==== DATA FOR REVIEW

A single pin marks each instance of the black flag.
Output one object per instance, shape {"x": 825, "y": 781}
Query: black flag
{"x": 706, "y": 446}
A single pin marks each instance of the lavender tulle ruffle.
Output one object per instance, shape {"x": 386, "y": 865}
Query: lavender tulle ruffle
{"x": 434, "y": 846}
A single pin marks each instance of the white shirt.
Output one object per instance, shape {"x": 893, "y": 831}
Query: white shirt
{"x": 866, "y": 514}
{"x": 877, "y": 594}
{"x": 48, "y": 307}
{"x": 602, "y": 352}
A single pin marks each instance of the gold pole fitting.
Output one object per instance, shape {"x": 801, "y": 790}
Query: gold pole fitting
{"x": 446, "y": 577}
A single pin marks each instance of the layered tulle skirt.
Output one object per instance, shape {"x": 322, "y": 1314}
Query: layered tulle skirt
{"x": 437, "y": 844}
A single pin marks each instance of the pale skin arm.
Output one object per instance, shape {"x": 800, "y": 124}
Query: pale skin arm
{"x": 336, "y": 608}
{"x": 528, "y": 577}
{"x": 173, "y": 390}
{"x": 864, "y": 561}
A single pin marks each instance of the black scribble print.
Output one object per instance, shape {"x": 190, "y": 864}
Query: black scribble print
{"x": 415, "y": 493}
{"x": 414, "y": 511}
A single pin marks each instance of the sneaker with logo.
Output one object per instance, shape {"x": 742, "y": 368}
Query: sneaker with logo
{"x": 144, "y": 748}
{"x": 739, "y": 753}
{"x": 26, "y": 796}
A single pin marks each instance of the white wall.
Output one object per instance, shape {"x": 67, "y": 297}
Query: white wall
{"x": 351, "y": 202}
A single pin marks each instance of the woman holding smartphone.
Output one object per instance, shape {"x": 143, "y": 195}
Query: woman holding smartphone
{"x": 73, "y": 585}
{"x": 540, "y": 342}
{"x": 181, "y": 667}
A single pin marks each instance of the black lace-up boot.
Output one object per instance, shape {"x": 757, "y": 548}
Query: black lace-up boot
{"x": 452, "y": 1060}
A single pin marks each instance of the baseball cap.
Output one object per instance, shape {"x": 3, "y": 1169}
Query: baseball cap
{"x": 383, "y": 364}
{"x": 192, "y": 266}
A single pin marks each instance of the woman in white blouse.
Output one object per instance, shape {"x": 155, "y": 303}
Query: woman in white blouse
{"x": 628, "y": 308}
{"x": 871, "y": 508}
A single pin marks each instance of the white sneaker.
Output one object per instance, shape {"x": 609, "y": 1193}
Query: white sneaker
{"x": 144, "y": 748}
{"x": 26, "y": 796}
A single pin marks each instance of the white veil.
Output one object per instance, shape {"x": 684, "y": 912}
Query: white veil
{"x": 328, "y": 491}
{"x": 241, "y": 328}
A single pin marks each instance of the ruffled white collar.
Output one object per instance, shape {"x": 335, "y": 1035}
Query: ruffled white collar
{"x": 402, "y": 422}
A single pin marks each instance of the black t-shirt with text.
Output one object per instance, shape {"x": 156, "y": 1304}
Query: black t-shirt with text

========

TASK INSTRUCTIONS → Please output the listing in full, exactly as it was given above.

RESULT OF THE EXERCISE →
A single pin marks each instance of the black flag.
Output one object per instance, shape {"x": 825, "y": 781}
Query: black flag
{"x": 706, "y": 446}
A single pin marks each instance of the lavender tulle ruffle.
Output one object per instance, shape {"x": 386, "y": 865}
Query: lavender tulle ruffle
{"x": 434, "y": 846}
A single pin marks each instance of the white shirt.
Output one object per instance, shape {"x": 893, "y": 831}
Query: white shirt
{"x": 866, "y": 514}
{"x": 877, "y": 594}
{"x": 48, "y": 307}
{"x": 602, "y": 352}
A single pin marks each instance of the gold pole fitting.
Output one object per instance, shape {"x": 801, "y": 790}
Query: gold pole fitting
{"x": 446, "y": 577}
A single pin marks each instance of the layered tulle skirt.
Output one object per instance, shape {"x": 322, "y": 1314}
Query: layered tulle skirt
{"x": 437, "y": 844}
A single pin marks each instance of the pale skin arm.
Output one object per instance, shape {"x": 800, "y": 124}
Query: pale skin arm
{"x": 336, "y": 608}
{"x": 528, "y": 577}
{"x": 173, "y": 390}
{"x": 864, "y": 561}
A single pin marks each instance of the black scribble print.
Output one object per instance, shape {"x": 190, "y": 864}
Query: black scribble print
{"x": 415, "y": 493}
{"x": 414, "y": 511}
A single pin marks each instance of the sneaker with logo.
Output one object per instance, shape {"x": 742, "y": 368}
Query: sneaker with logo
{"x": 144, "y": 748}
{"x": 739, "y": 753}
{"x": 26, "y": 796}
A single pin marks each instance of the white wall.
Output one object per instance, shape {"x": 67, "y": 297}
Query: white wall
{"x": 351, "y": 202}
A single pin marks each instance of the woman holding smartphone.
Output one object per instance, shape {"x": 143, "y": 195}
Query: woman holding smartphone
{"x": 73, "y": 585}
{"x": 540, "y": 342}
{"x": 181, "y": 667}
A single pin marks each instance of the black lace-up boot.
Output one object per instance, shape {"x": 757, "y": 548}
Query: black lace-up boot
{"x": 452, "y": 1060}
A single pin marks each instance of the baseball cap.
Output one object per instance, shape {"x": 3, "y": 1169}
Query: baseball cap
{"x": 383, "y": 364}
{"x": 192, "y": 266}
A single pin marks each instance of the woman in white blouse.
Output one object per instance, shape {"x": 155, "y": 303}
Query: woman in white blouse
{"x": 628, "y": 308}
{"x": 871, "y": 508}
A single pin marks each instance of the white sneaker.
Output one object per instance, shape {"x": 609, "y": 1193}
Query: white sneaker
{"x": 144, "y": 748}
{"x": 26, "y": 796}
A single pin marks each instance of the white veil.
Output one object per instance, shape {"x": 684, "y": 912}
Query: white veil
{"x": 328, "y": 491}
{"x": 241, "y": 328}
A single pin marks each instance of the ruffled white collar.
Output one object per instance, shape {"x": 335, "y": 1035}
Query: ruffled white collar
{"x": 402, "y": 422}
A single pin marks each instance of the black t-shirt with text.
Output one object per instance, shape {"x": 156, "y": 1304}
Query: black t-shirt with text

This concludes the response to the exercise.